== Data for this exercise ==

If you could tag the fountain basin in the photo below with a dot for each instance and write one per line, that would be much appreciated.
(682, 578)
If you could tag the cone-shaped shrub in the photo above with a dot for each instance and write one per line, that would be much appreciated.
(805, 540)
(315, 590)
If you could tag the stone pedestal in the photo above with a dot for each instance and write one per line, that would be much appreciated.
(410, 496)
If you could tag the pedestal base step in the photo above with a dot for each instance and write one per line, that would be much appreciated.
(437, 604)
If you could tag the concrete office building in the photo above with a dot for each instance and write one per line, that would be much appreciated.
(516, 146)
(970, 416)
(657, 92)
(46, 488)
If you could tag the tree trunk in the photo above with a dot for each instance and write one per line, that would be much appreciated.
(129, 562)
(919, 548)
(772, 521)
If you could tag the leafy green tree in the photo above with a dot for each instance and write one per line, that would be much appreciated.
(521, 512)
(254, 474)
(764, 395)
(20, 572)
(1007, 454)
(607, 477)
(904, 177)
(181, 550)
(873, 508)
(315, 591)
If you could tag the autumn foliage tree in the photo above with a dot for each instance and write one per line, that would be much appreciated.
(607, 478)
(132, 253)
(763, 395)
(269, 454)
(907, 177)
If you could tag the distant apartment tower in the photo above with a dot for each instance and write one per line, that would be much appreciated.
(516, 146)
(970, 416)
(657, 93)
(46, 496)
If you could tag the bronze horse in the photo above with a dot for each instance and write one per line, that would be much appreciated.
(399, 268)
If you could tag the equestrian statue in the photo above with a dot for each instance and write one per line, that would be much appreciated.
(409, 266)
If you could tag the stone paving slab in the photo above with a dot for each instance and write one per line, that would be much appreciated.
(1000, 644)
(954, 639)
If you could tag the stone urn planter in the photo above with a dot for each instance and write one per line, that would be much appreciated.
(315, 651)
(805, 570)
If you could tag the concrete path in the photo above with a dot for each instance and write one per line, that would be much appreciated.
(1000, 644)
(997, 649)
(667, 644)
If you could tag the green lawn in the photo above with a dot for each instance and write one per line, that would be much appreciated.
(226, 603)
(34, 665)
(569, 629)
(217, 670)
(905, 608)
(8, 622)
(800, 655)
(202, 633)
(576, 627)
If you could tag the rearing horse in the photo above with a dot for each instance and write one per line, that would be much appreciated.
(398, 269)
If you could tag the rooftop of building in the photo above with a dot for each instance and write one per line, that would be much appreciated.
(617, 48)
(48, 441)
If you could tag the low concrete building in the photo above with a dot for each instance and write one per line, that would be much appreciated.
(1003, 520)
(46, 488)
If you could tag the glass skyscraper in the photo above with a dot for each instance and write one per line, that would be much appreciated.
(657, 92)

===

§ **Directions**:
Reproduce only the lines running from the one with "If you could tag the distant" through the final line of the listing above, both ends included.

§ **The completed task**:
If you could tag the distant apartment tower in the photo above with a dot for each instance and write one per line, that would be much appreciated.
(516, 146)
(970, 416)
(657, 93)
(46, 496)
If you could tag the bronze horse in the photo above with a dot for each instance and write one per line, that would be much appreciated.
(399, 268)
If you could tag the equestrian statue in the photo above with a dot for each instance and write one per line, that would be much appreciated.
(409, 266)
If you could tag the stone paving slab in the photo above with a dot for each instance and write one per line, that would be much appreciated.
(1000, 644)
(954, 639)
If you could tag the stone urn planter in the photo above with a dot for each instance and write one per line, that would be much appreciated.
(315, 651)
(805, 570)
If you could tag the concrete path in the photo above with a dot for each instance and write one per line, that would be much appreciated.
(1000, 644)
(997, 649)
(667, 644)
If you could tag the green lawn in the photo above with a dot for each instance and write one per line, that would be much appreciated.
(226, 603)
(34, 665)
(569, 629)
(217, 670)
(905, 608)
(8, 622)
(800, 655)
(202, 633)
(576, 627)
If you could tag the rearing horse in the photo above with a dot for each instance and write one per line, that would be much appreciated.
(398, 269)
If you could tag the rooftop of building in the photo above with a dot for each instance and write one per line, that would be much appreciated.
(617, 48)
(48, 441)
If you could tag the low concrete building in the photo above with a dot for each instance and write one per line, that would be much appreciated.
(1003, 520)
(46, 488)
If you could tag the glass skyscraper in the photo above with a dot for each instance and write one per line, that would be much appreciated.
(657, 92)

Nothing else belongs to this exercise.